# WHAT IS BEING ASKED
Extract the complete listing and repeat it word for word.
+ + + + + + +
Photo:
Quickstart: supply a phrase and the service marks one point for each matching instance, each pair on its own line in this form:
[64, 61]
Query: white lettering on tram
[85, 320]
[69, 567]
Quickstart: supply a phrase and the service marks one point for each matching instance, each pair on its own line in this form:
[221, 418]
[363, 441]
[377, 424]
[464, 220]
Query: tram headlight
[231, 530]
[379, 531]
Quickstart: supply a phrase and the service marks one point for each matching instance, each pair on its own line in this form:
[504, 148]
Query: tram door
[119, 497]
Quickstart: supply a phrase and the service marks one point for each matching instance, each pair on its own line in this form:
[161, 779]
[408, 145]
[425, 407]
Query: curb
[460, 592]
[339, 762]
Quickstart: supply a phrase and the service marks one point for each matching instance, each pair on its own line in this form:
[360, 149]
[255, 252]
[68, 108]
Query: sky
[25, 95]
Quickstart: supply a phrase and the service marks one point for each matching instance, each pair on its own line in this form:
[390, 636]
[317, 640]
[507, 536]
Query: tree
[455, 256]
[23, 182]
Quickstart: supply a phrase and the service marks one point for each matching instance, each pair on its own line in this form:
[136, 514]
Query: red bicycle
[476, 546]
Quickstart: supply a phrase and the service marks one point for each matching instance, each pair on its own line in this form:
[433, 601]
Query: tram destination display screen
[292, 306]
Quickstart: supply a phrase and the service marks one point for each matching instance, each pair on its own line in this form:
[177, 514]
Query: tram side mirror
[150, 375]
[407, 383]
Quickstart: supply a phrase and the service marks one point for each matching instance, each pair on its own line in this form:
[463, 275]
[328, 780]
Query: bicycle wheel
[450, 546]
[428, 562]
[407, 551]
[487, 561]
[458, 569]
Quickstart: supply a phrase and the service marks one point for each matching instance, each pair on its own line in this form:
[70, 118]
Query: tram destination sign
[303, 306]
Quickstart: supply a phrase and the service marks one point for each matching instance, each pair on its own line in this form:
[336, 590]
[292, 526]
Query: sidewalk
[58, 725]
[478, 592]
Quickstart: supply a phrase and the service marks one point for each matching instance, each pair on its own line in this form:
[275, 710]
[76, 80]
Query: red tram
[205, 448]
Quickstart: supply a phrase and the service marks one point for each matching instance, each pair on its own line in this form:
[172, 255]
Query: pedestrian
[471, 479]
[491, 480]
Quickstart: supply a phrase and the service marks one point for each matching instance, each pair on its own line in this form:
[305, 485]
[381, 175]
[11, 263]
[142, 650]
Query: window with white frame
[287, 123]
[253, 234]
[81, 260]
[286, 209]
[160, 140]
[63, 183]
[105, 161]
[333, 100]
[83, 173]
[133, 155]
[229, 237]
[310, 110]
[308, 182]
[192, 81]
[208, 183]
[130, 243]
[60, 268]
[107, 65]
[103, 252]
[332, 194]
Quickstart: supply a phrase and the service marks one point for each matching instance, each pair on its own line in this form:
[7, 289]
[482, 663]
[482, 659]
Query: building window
+ + + + + + +
# EXERCISE RESULT
Photo:
Quickstart: supply a phrase and the service marks one point for each matching instance, each pair on its own line in this form:
[64, 61]
Query: white lettering on tram
[85, 320]
[69, 567]
Quickstart: supply a phrase and the service marks one point for each matching instance, each pair on its own line in this form:
[221, 418]
[363, 441]
[377, 424]
[464, 220]
Query: tram headlight
[231, 530]
[379, 531]
Quickstart: supply a phrase and the service marks one point for each matching instance, each pair on its own line in this form:
[504, 148]
Query: tram door
[119, 497]
Quickstart: supply a phrase and the service marks one point for each matching instance, each pair on its own line in this form:
[161, 779]
[408, 145]
[425, 407]
Query: curb
[460, 592]
[339, 762]
Quickstart: supply a phrase and the service marks one point for each matching instance, each pair on its own line in this form:
[360, 149]
[255, 252]
[68, 108]
Query: sky
[25, 95]
Quickstart: supply a phrase and the service marks one point for each matching instance, each pair on its own line in this form:
[390, 636]
[317, 640]
[507, 536]
Query: tree
[455, 256]
[23, 182]
Quickstart: supply a phrase and the service marks one point for each matching instance, each pair on its own line in this form:
[136, 514]
Query: red bicycle
[476, 546]
Quickstart: supply a phrase and the service marks one point for each matching instance, each pair on its own line in this form:
[433, 601]
Query: tram destination display screen
[292, 306]
Quickstart: supply a phrase and the service marks one point for each matching instance, each pair on its own line in this form:
[177, 514]
Query: tram side mirror
[150, 375]
[407, 383]
Quickstart: supply a phrase and the service marks one point for each matching instance, each pair on its own line in this form:
[463, 275]
[328, 780]
Query: bicycle wheel
[450, 546]
[428, 562]
[407, 551]
[487, 561]
[458, 569]
Quickstart: supply a phrase and the service marks one point for each matching instance, each pair on its own line in this form:
[70, 118]
Query: tram destination sign
[303, 306]
Quickstart: supply a phrase and the service marks one point for each matching instance, each pair on its own line in this form:
[336, 590]
[292, 526]
Query: sidewalk
[58, 725]
[478, 592]
Quickstart: supply a phrase and the service marks one point for each matching instance, each pair on its own line in this form:
[275, 710]
[76, 80]
Query: red tram
[205, 448]
Quickstart: supply a phrase and the service marks one point for each matching instance, each pair on its own line in this form:
[172, 255]
Query: pedestrian
[471, 479]
[491, 480]
Quickstart: supply a phrase and the service marks one point for each matching instance, each pair on its own line in this form:
[305, 485]
[381, 175]
[11, 263]
[142, 650]
Query: window with white frame
[287, 123]
[253, 234]
[81, 260]
[286, 209]
[160, 140]
[63, 183]
[105, 161]
[333, 100]
[83, 173]
[133, 155]
[229, 237]
[310, 110]
[308, 182]
[192, 81]
[208, 183]
[130, 243]
[60, 268]
[107, 65]
[103, 252]
[332, 194]
Quickstart: supply a phrase and the service marks one point for each matching instance, each pair on its own line in this form:
[7, 289]
[482, 663]
[482, 659]
Query: building window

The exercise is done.